§ **What is being asked**
All entries must be set down once more, precisely as given.

---- Extracted records

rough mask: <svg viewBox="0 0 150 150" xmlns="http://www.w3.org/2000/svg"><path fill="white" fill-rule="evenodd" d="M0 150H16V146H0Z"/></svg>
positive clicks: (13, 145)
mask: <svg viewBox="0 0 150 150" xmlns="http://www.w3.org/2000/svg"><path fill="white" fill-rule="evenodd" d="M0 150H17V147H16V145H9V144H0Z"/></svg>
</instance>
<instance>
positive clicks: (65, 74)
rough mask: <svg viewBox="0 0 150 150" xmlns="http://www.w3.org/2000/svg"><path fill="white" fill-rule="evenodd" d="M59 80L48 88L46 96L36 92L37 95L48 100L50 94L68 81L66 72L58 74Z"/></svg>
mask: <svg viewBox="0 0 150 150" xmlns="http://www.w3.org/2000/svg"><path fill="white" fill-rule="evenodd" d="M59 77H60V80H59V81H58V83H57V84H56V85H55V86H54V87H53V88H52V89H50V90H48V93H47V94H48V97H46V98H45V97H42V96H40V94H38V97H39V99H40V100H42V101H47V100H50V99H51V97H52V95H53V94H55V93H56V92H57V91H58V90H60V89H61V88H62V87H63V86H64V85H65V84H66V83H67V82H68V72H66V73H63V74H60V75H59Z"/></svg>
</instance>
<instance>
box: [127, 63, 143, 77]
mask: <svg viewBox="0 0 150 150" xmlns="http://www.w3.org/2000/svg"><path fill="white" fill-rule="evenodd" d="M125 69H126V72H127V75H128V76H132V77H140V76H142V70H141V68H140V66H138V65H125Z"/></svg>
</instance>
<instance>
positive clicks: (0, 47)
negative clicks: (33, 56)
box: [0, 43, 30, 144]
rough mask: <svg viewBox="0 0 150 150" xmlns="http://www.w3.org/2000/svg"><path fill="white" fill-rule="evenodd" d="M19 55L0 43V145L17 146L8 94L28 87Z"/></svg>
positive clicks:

--------

§ **Worked solution**
rough mask: <svg viewBox="0 0 150 150" xmlns="http://www.w3.org/2000/svg"><path fill="white" fill-rule="evenodd" d="M0 150H16V146H0Z"/></svg>
positive clicks: (13, 145)
mask: <svg viewBox="0 0 150 150" xmlns="http://www.w3.org/2000/svg"><path fill="white" fill-rule="evenodd" d="M0 150H17V147H16V145H9V144H0Z"/></svg>
</instance>
<instance>
positive clicks: (65, 74)
rough mask: <svg viewBox="0 0 150 150" xmlns="http://www.w3.org/2000/svg"><path fill="white" fill-rule="evenodd" d="M59 80L48 88L46 96L36 92L37 95L48 100L50 94L68 81L66 72L58 74Z"/></svg>
mask: <svg viewBox="0 0 150 150" xmlns="http://www.w3.org/2000/svg"><path fill="white" fill-rule="evenodd" d="M59 77H60V80H59V81H58V83H57V84H56V85H55V86H54V87H53V88H52V89H50V90H48V93H47V94H48V97H46V98H45V97H42V96H40V94H38V97H39V99H40V100H42V101H47V100H50V99H51V97H52V95H53V94H55V93H56V92H57V91H58V90H60V89H61V88H62V87H63V86H64V85H65V84H66V83H67V82H68V72H66V73H63V74H60V75H59Z"/></svg>
</instance>
<instance>
box: [127, 63, 143, 77]
mask: <svg viewBox="0 0 150 150" xmlns="http://www.w3.org/2000/svg"><path fill="white" fill-rule="evenodd" d="M125 69H126V72H127V75H128V76H132V77H140V76H142V70H141V68H140V66H138V65H125Z"/></svg>
</instance>
<instance>
positive clicks: (0, 47)
negative clicks: (33, 56)
box: [0, 43, 30, 144]
rough mask: <svg viewBox="0 0 150 150" xmlns="http://www.w3.org/2000/svg"><path fill="white" fill-rule="evenodd" d="M19 55L0 43V145L17 146L8 94L28 87Z"/></svg>
positive clicks:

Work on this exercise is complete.